### Work instruction
Repeat only the lines below from the one containing "Pick out every instance of the boat cover" through the one containing "Target: mast", inclusive, exactly as written.

[Data for this exercise]

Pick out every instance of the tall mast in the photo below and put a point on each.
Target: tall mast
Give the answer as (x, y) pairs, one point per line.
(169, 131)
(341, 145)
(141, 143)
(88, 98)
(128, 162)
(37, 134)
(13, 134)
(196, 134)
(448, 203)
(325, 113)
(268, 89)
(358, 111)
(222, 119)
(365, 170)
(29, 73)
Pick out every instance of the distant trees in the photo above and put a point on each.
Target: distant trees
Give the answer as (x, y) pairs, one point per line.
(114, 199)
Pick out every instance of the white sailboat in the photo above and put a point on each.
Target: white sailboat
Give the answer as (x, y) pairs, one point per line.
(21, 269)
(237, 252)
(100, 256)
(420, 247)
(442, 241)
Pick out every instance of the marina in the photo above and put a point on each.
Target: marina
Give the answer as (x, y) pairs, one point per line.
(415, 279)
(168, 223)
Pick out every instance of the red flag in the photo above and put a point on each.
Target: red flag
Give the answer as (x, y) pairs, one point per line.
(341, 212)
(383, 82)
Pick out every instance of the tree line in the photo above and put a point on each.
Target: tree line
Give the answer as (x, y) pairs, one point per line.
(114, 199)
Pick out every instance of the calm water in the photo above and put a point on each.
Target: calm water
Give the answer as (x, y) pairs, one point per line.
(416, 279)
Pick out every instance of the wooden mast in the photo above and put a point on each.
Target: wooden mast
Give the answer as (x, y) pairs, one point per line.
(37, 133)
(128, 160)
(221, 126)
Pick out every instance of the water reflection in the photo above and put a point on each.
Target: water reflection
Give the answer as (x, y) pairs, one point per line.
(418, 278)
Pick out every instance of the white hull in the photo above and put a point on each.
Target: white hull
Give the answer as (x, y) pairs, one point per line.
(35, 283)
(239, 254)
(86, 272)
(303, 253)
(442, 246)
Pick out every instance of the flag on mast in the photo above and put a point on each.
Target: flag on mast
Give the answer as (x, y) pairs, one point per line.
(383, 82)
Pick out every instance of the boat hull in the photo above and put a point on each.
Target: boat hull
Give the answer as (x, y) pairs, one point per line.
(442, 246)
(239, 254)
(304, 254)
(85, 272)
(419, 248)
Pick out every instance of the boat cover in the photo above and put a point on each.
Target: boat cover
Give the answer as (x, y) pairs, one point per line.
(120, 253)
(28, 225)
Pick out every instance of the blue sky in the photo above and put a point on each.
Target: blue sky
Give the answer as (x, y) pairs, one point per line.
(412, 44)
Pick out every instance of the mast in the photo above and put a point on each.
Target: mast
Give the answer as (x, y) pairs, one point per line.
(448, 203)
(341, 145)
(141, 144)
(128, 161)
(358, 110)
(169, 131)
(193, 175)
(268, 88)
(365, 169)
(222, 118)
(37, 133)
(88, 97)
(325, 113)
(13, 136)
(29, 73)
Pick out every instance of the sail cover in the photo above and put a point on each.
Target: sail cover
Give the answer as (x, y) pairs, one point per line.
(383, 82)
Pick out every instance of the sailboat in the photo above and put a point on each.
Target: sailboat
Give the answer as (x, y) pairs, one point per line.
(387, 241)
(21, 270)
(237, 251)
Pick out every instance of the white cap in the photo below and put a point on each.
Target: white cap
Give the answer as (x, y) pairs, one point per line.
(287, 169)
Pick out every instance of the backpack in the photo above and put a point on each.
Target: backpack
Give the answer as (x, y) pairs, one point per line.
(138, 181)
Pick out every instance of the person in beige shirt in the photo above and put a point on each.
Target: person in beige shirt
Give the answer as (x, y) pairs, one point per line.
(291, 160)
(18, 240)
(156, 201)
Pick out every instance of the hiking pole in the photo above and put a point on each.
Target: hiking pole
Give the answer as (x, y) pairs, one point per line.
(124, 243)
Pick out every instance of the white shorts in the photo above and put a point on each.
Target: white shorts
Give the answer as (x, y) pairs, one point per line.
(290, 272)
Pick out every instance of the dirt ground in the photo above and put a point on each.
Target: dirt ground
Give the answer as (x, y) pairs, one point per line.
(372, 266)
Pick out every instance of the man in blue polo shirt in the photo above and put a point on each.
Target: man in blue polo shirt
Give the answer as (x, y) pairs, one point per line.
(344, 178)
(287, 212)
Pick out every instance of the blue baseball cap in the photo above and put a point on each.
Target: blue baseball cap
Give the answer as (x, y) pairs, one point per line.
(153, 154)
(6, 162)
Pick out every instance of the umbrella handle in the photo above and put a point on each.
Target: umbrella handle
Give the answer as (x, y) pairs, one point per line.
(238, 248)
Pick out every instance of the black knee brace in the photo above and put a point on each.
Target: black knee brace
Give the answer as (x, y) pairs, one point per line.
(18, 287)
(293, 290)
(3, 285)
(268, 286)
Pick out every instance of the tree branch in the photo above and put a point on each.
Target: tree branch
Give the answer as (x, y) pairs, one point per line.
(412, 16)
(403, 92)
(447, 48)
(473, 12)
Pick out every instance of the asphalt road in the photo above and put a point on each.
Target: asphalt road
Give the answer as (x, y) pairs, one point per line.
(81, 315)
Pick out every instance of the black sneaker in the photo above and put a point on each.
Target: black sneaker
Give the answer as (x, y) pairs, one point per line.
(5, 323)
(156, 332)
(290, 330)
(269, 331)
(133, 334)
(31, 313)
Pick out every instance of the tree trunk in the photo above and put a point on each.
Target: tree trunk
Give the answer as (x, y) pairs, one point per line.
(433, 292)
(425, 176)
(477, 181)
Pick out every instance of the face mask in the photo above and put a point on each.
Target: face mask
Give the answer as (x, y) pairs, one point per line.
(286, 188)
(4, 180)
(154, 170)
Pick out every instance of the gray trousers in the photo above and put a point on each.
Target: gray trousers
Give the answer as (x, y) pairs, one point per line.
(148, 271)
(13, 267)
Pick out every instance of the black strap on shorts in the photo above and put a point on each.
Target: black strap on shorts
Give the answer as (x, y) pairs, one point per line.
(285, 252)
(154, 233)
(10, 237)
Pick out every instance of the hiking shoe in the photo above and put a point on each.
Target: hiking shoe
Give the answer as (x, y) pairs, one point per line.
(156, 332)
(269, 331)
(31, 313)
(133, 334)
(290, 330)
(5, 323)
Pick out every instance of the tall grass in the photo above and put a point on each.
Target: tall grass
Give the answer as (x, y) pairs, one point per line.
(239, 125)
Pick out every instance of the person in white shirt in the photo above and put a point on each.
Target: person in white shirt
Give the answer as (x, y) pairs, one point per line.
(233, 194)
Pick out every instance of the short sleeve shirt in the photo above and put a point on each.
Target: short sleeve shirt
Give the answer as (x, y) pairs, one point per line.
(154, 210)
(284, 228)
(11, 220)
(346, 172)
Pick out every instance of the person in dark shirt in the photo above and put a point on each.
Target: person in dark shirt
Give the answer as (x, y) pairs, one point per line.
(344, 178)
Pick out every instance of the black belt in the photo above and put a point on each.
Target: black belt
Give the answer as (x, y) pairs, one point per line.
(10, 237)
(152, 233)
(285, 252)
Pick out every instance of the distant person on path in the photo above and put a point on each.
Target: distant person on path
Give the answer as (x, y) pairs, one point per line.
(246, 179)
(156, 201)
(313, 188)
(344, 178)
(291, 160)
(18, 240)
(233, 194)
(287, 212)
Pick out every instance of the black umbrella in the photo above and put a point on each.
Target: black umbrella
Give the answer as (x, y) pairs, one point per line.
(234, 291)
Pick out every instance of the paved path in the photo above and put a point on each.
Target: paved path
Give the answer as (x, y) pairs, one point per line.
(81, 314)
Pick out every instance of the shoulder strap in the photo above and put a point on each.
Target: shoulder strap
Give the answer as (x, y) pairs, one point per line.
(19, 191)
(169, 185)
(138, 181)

[/Data for this exercise]

### Finished task
Pick out every instance of the boat cover in the photo above and put a point on each.
Target: boat cover
Give the answer as (x, y) pairs, one point per line.
(120, 253)
(28, 225)
Pick out every instance of the blue sky in the photo above and put a point on each.
Target: blue sky
Give the answer as (x, y) pairs, one point per line.
(412, 44)
Pick out every instance of the mast in the photo above and put a point on each.
Target: mast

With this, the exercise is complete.